(Referring expression pointing data)
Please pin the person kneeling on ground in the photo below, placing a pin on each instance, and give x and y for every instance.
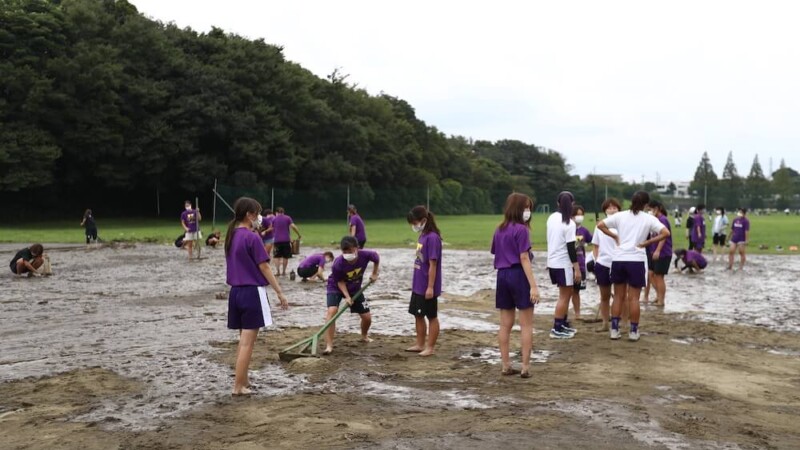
(344, 281)
(31, 261)
(314, 266)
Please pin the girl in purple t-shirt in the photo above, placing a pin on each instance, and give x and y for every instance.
(516, 287)
(740, 236)
(583, 237)
(426, 283)
(248, 274)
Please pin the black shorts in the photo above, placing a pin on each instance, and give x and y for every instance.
(307, 272)
(282, 250)
(360, 305)
(420, 307)
(661, 265)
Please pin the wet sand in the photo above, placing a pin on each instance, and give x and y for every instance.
(117, 355)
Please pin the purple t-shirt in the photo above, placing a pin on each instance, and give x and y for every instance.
(317, 259)
(281, 224)
(582, 237)
(699, 222)
(351, 273)
(739, 228)
(510, 242)
(188, 217)
(695, 256)
(666, 249)
(243, 258)
(266, 222)
(361, 232)
(429, 247)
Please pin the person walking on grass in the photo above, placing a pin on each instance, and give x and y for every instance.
(248, 274)
(516, 287)
(282, 225)
(189, 219)
(603, 247)
(426, 282)
(345, 281)
(90, 227)
(314, 266)
(628, 272)
(740, 236)
(562, 262)
(357, 228)
(583, 237)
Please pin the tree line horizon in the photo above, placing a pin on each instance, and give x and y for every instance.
(104, 108)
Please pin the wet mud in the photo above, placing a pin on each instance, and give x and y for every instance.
(128, 348)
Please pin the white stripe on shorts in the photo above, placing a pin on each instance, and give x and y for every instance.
(262, 296)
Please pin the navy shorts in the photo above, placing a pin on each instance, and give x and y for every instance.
(512, 289)
(248, 308)
(360, 305)
(603, 274)
(562, 277)
(631, 273)
(419, 306)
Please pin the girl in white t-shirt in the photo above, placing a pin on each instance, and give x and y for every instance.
(628, 266)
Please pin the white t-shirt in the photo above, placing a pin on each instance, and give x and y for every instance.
(632, 229)
(605, 246)
(720, 224)
(558, 235)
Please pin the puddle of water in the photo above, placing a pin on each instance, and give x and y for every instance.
(491, 356)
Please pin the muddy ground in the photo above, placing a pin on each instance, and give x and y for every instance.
(147, 363)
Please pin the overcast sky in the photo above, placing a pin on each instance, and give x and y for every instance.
(636, 88)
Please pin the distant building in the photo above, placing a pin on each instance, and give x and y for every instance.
(681, 188)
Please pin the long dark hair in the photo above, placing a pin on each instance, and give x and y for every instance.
(565, 201)
(241, 207)
(639, 200)
(419, 213)
(515, 206)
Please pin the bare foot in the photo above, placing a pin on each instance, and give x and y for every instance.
(242, 391)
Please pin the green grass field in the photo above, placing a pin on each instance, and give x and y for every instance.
(465, 232)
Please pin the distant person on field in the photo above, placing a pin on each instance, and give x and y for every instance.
(90, 226)
(692, 260)
(426, 282)
(282, 225)
(30, 261)
(314, 266)
(698, 234)
(357, 228)
(740, 236)
(189, 219)
(720, 230)
(267, 230)
(213, 239)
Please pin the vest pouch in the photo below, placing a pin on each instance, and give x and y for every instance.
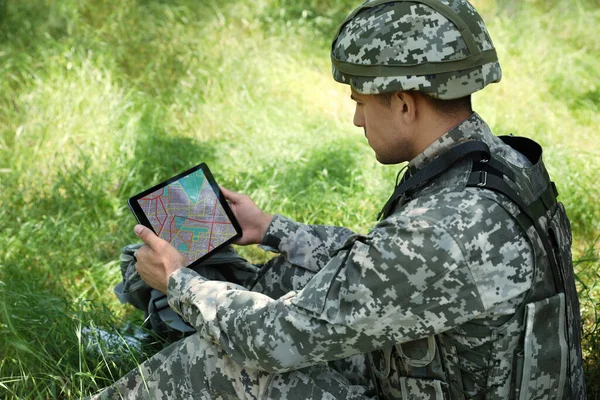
(545, 350)
(420, 388)
(418, 353)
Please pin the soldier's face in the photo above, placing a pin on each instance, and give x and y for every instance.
(384, 127)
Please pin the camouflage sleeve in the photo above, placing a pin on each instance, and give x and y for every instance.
(307, 246)
(411, 277)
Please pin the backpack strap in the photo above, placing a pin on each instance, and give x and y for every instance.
(486, 176)
(475, 149)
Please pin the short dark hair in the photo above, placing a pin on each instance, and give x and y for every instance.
(447, 107)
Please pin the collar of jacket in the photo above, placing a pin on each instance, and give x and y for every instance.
(472, 128)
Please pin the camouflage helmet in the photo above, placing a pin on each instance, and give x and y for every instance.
(437, 47)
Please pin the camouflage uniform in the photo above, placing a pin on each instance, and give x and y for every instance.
(448, 297)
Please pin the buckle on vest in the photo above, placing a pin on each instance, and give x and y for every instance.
(482, 179)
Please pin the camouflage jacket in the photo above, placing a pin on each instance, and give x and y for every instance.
(436, 293)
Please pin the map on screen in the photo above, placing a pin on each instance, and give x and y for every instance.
(187, 213)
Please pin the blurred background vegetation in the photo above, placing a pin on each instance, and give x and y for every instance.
(102, 99)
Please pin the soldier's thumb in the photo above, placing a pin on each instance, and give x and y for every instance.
(146, 235)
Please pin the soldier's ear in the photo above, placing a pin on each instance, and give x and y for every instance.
(407, 106)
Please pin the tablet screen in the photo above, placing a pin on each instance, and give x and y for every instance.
(189, 212)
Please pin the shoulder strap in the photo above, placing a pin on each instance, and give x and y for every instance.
(477, 150)
(487, 176)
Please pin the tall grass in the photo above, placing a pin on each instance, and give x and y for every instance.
(100, 100)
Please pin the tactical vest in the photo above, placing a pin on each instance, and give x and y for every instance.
(536, 354)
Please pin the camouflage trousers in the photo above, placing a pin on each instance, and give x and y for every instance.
(195, 368)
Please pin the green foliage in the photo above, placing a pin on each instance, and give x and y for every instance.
(102, 99)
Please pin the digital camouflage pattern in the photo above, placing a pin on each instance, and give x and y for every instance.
(442, 295)
(391, 46)
(446, 298)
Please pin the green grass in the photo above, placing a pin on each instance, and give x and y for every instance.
(99, 100)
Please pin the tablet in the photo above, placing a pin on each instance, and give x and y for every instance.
(188, 211)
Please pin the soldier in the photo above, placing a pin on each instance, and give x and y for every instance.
(464, 289)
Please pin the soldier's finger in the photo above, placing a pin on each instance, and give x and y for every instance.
(231, 195)
(148, 236)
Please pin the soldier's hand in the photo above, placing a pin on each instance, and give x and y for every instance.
(253, 221)
(157, 259)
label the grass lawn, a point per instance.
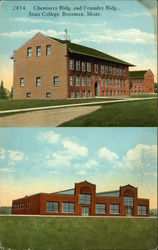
(128, 114)
(21, 104)
(52, 233)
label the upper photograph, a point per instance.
(78, 64)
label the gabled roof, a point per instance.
(84, 50)
(137, 74)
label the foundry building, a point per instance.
(50, 68)
(82, 200)
(142, 82)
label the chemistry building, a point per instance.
(82, 200)
(50, 68)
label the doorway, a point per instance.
(96, 89)
(85, 211)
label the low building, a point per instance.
(142, 82)
(84, 201)
(51, 68)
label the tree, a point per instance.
(3, 92)
(156, 87)
(11, 93)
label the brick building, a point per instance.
(50, 68)
(83, 200)
(142, 82)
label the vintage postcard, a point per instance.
(78, 118)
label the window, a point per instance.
(142, 210)
(38, 81)
(85, 199)
(56, 80)
(89, 81)
(78, 94)
(22, 83)
(114, 71)
(68, 207)
(107, 82)
(84, 94)
(114, 208)
(128, 201)
(106, 69)
(102, 69)
(38, 51)
(28, 95)
(71, 80)
(83, 66)
(102, 83)
(95, 68)
(77, 80)
(89, 93)
(48, 94)
(52, 207)
(100, 208)
(29, 52)
(88, 67)
(71, 64)
(83, 80)
(28, 205)
(78, 65)
(48, 50)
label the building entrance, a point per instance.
(96, 89)
(85, 211)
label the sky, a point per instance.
(34, 160)
(127, 32)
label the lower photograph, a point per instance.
(78, 188)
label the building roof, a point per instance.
(137, 74)
(84, 50)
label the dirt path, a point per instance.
(46, 118)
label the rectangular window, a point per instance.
(107, 82)
(71, 80)
(22, 82)
(85, 199)
(88, 67)
(38, 81)
(114, 208)
(89, 81)
(28, 95)
(89, 93)
(68, 207)
(83, 80)
(84, 94)
(95, 68)
(100, 208)
(52, 207)
(102, 69)
(106, 69)
(102, 83)
(48, 94)
(38, 51)
(71, 64)
(83, 66)
(56, 80)
(142, 210)
(78, 94)
(77, 65)
(114, 71)
(128, 201)
(29, 52)
(48, 50)
(77, 80)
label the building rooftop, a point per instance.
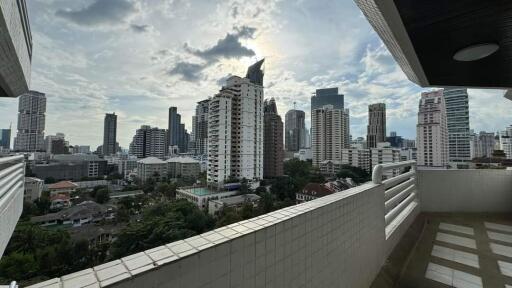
(63, 185)
(151, 160)
(182, 160)
(238, 199)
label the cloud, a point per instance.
(100, 12)
(142, 28)
(188, 71)
(227, 47)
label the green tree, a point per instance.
(102, 196)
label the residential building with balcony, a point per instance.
(432, 130)
(151, 168)
(329, 134)
(235, 130)
(376, 124)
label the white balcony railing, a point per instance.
(12, 185)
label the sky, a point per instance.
(138, 57)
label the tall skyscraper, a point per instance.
(328, 96)
(200, 128)
(235, 129)
(109, 134)
(273, 151)
(506, 142)
(329, 134)
(5, 138)
(295, 130)
(482, 144)
(178, 135)
(149, 142)
(376, 124)
(31, 122)
(457, 117)
(432, 130)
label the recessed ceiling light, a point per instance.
(476, 52)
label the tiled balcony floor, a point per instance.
(461, 250)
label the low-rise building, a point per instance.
(183, 167)
(201, 195)
(236, 202)
(356, 158)
(330, 167)
(151, 167)
(83, 213)
(315, 190)
(312, 191)
(33, 189)
(304, 154)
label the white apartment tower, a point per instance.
(506, 142)
(457, 117)
(149, 142)
(330, 133)
(31, 122)
(432, 131)
(235, 129)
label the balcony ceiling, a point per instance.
(430, 32)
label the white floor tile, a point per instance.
(500, 236)
(500, 227)
(452, 277)
(465, 258)
(439, 273)
(501, 249)
(457, 228)
(505, 268)
(457, 240)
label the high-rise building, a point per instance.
(328, 96)
(295, 130)
(329, 134)
(395, 140)
(432, 130)
(109, 134)
(273, 150)
(235, 129)
(15, 48)
(200, 128)
(5, 138)
(376, 124)
(178, 135)
(457, 119)
(56, 144)
(149, 142)
(482, 144)
(506, 142)
(31, 122)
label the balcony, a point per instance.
(12, 185)
(423, 228)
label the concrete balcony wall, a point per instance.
(337, 240)
(12, 185)
(473, 190)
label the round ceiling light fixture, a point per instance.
(476, 52)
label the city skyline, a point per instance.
(91, 78)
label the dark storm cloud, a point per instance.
(188, 71)
(100, 12)
(227, 47)
(143, 28)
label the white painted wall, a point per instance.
(473, 190)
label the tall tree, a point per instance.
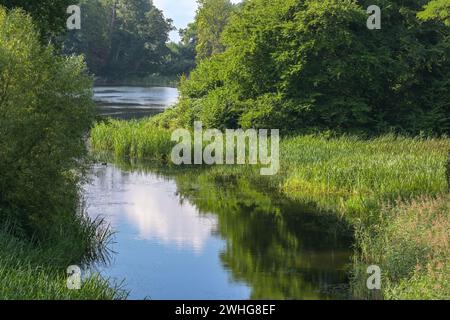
(49, 15)
(211, 19)
(436, 9)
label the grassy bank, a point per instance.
(393, 190)
(31, 270)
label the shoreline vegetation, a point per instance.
(46, 110)
(392, 190)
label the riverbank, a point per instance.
(377, 185)
(37, 270)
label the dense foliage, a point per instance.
(298, 65)
(45, 111)
(121, 38)
(49, 15)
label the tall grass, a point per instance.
(29, 272)
(136, 139)
(393, 191)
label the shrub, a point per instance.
(46, 109)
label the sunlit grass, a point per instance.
(32, 272)
(392, 190)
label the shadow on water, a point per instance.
(269, 247)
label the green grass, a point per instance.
(36, 270)
(30, 272)
(377, 185)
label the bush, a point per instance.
(46, 110)
(296, 65)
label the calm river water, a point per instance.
(182, 234)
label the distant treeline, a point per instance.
(302, 65)
(122, 39)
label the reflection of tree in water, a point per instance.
(280, 248)
(271, 243)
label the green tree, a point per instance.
(436, 9)
(49, 15)
(139, 38)
(211, 19)
(302, 65)
(46, 110)
(121, 38)
(94, 39)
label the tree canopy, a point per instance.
(314, 64)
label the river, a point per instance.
(183, 234)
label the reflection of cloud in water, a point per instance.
(151, 206)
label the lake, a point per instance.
(185, 234)
(133, 102)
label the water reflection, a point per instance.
(196, 235)
(133, 102)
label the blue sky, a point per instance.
(181, 12)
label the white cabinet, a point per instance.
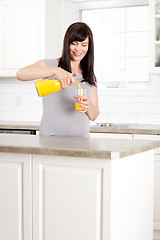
(30, 30)
(15, 199)
(80, 198)
(156, 184)
(111, 135)
(21, 42)
(154, 36)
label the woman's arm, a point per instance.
(90, 104)
(39, 70)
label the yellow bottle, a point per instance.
(48, 86)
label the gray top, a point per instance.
(59, 114)
(74, 146)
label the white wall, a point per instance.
(19, 101)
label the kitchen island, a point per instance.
(76, 188)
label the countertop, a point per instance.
(150, 129)
(74, 146)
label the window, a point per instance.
(121, 43)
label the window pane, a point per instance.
(121, 42)
(137, 44)
(94, 19)
(113, 44)
(114, 20)
(113, 69)
(137, 18)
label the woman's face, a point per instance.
(79, 49)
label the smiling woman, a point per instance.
(124, 51)
(59, 114)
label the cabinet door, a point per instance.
(21, 38)
(15, 199)
(67, 198)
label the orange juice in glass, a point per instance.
(79, 92)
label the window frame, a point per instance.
(143, 88)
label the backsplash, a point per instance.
(19, 102)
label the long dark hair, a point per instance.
(79, 31)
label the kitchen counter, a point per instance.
(99, 186)
(151, 129)
(74, 146)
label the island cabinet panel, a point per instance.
(15, 199)
(156, 219)
(67, 198)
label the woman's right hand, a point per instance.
(65, 77)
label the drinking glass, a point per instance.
(79, 93)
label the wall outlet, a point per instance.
(18, 101)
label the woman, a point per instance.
(59, 115)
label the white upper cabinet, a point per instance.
(28, 33)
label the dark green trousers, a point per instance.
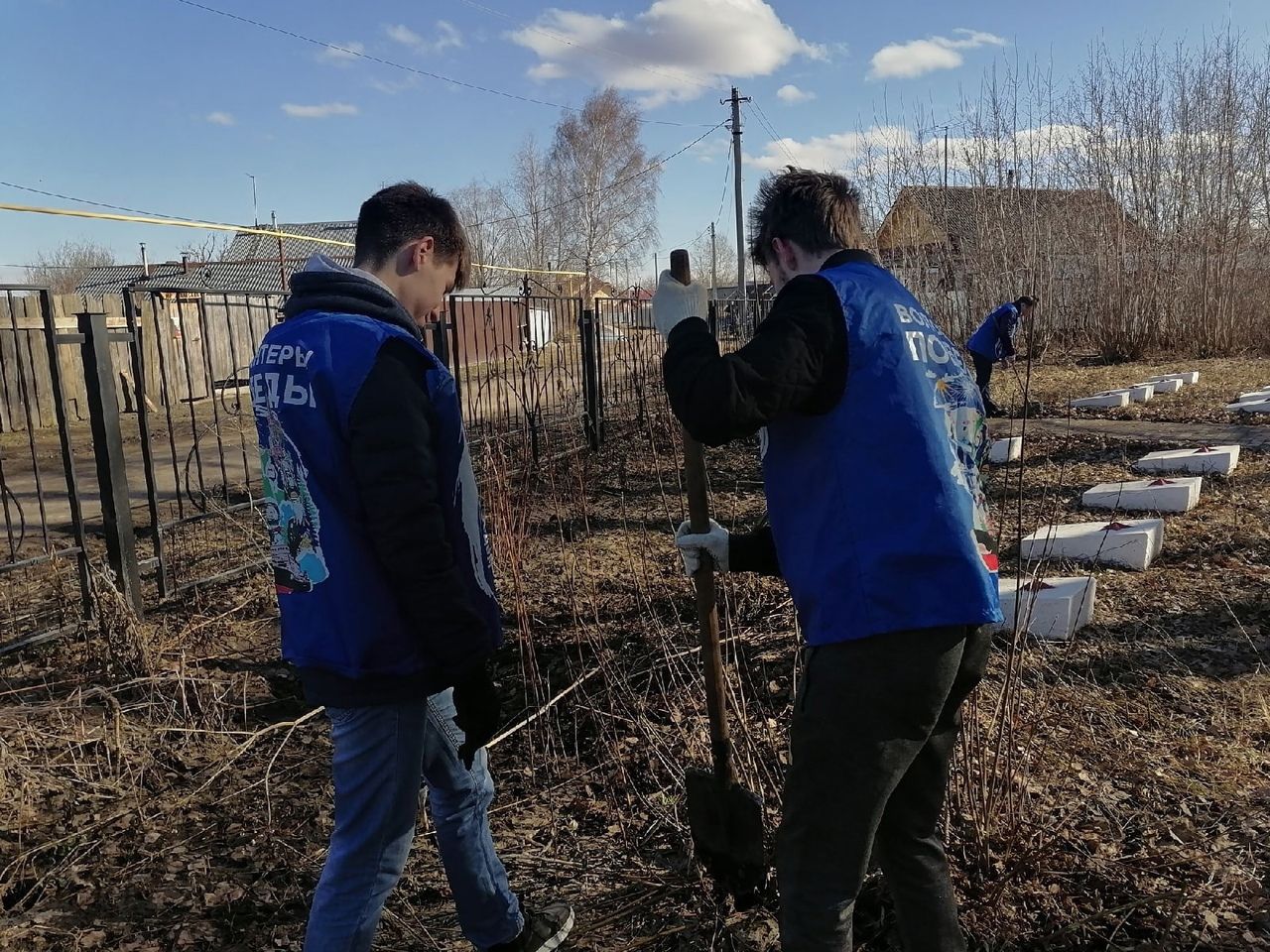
(874, 729)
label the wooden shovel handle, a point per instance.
(703, 580)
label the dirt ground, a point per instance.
(1220, 381)
(164, 785)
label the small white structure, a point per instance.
(1101, 403)
(1160, 495)
(1132, 543)
(1189, 379)
(1215, 460)
(1138, 394)
(1052, 610)
(1006, 449)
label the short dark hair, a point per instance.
(817, 209)
(405, 212)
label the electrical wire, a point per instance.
(645, 171)
(222, 226)
(595, 50)
(771, 132)
(359, 55)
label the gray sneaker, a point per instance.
(544, 930)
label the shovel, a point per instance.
(725, 819)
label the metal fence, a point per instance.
(162, 417)
(197, 448)
(45, 583)
(520, 366)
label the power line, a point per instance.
(771, 132)
(595, 50)
(645, 171)
(359, 55)
(722, 198)
(223, 226)
(95, 204)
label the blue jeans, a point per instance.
(381, 758)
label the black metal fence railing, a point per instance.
(630, 357)
(154, 388)
(518, 366)
(45, 581)
(198, 452)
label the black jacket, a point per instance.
(797, 362)
(394, 465)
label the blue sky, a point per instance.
(158, 105)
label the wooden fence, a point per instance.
(190, 344)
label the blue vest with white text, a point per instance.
(876, 507)
(338, 611)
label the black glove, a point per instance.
(476, 711)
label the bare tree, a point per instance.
(480, 207)
(532, 225)
(67, 264)
(608, 211)
(209, 249)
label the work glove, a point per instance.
(693, 547)
(675, 302)
(477, 710)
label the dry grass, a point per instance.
(1220, 381)
(187, 805)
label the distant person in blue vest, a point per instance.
(993, 341)
(384, 575)
(871, 436)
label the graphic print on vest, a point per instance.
(966, 430)
(290, 513)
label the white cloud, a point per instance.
(676, 50)
(789, 93)
(896, 148)
(835, 151)
(547, 71)
(921, 56)
(341, 54)
(445, 36)
(320, 111)
(394, 86)
(403, 35)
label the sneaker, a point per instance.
(544, 930)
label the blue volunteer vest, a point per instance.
(338, 612)
(876, 509)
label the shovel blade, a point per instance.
(726, 823)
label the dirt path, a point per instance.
(1148, 431)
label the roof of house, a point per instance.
(109, 278)
(974, 214)
(250, 263)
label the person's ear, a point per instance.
(420, 252)
(785, 255)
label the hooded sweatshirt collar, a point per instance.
(327, 286)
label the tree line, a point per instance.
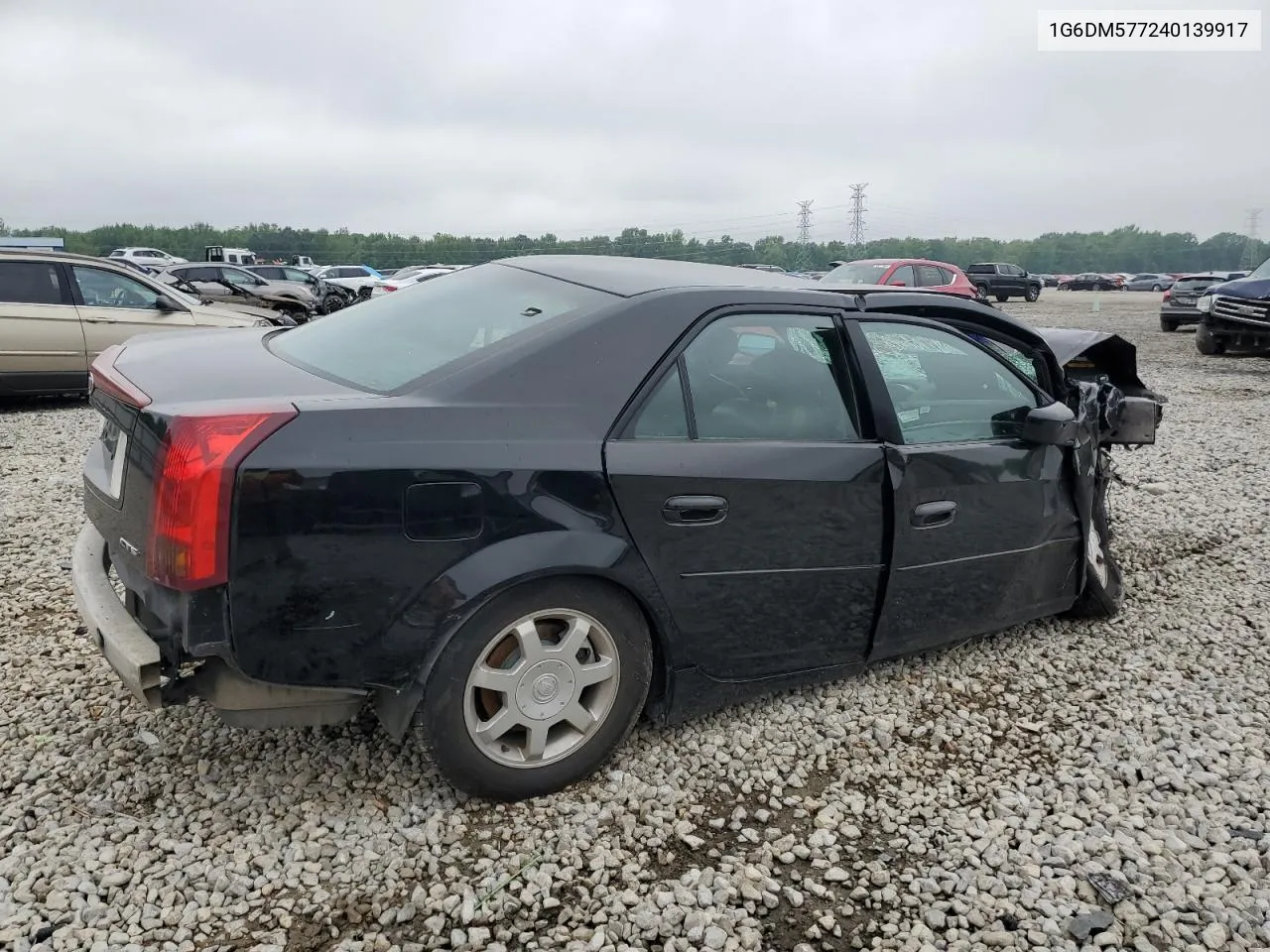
(1127, 249)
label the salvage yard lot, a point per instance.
(955, 800)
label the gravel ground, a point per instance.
(962, 800)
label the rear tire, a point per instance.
(456, 711)
(1206, 343)
(1103, 584)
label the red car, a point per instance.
(905, 273)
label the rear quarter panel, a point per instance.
(327, 589)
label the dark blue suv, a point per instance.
(1236, 313)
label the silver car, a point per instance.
(1150, 282)
(221, 282)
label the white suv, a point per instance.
(148, 257)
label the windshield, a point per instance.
(388, 343)
(857, 273)
(1262, 270)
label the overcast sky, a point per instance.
(575, 117)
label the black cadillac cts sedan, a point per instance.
(522, 504)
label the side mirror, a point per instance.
(1053, 425)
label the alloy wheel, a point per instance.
(541, 688)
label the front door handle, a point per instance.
(695, 511)
(930, 516)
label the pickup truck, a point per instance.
(1005, 281)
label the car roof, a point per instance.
(68, 257)
(627, 277)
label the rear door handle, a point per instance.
(930, 516)
(695, 511)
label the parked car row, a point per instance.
(59, 311)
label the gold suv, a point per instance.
(59, 311)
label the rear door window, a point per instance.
(100, 289)
(944, 389)
(30, 284)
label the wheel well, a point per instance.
(398, 708)
(657, 689)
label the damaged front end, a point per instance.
(1103, 386)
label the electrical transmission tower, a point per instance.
(1250, 246)
(803, 261)
(856, 239)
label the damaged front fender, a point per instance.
(1106, 391)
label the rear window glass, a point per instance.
(385, 344)
(857, 273)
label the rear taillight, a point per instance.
(194, 472)
(107, 379)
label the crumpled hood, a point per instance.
(1250, 289)
(244, 309)
(1092, 353)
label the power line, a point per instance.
(803, 259)
(856, 239)
(1250, 246)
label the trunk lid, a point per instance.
(148, 382)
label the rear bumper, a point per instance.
(1245, 333)
(136, 658)
(131, 653)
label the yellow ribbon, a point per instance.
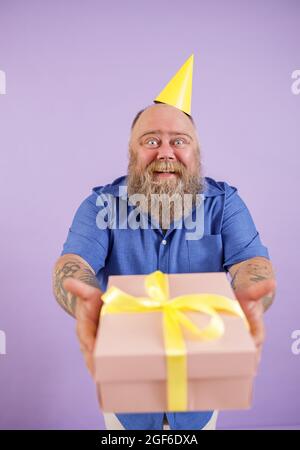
(156, 285)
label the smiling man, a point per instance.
(164, 160)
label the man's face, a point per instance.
(164, 133)
(164, 159)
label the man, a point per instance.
(164, 158)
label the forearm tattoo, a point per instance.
(254, 272)
(71, 269)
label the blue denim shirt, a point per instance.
(228, 236)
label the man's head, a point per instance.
(164, 154)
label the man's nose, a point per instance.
(165, 151)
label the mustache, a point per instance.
(166, 166)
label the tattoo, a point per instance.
(71, 269)
(253, 272)
(259, 272)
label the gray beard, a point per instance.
(166, 200)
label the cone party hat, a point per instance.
(178, 91)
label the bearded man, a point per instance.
(164, 158)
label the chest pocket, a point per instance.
(206, 254)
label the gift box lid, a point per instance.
(130, 346)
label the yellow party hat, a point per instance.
(178, 91)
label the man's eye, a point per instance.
(179, 141)
(152, 142)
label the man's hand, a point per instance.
(87, 314)
(251, 301)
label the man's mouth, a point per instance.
(165, 173)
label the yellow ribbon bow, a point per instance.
(157, 288)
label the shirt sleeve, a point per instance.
(85, 238)
(240, 237)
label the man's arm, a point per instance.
(76, 289)
(254, 285)
(71, 266)
(250, 272)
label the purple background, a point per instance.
(77, 72)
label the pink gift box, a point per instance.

Your assignment ->
Where a line contains "label the bearded man, a point per instance.", begin there and output each line through the end of the data above, exactly; give no other lines.

Task solution ->
label the bearded man, a point per instance.
(164, 158)
label the chest pocket, a point per instance.
(206, 254)
label the gift box lid, a point per instance.
(130, 346)
label the yellow party hat, a point per instance.
(178, 91)
label the man's eye, a point per instance.
(179, 141)
(152, 142)
label the man's hand, a point per instance.
(87, 314)
(251, 301)
label the man's mouth, a point per instance.
(165, 173)
label the yellow ribbon bow, a point per instance.
(157, 288)
label the shirt sleeve, a point per instance.
(85, 238)
(240, 237)
label the man's arm, a point per instance.
(76, 289)
(254, 285)
(71, 266)
(250, 272)
label the purple background, a point per instance.
(77, 72)
label the pink gift box, a point per instance.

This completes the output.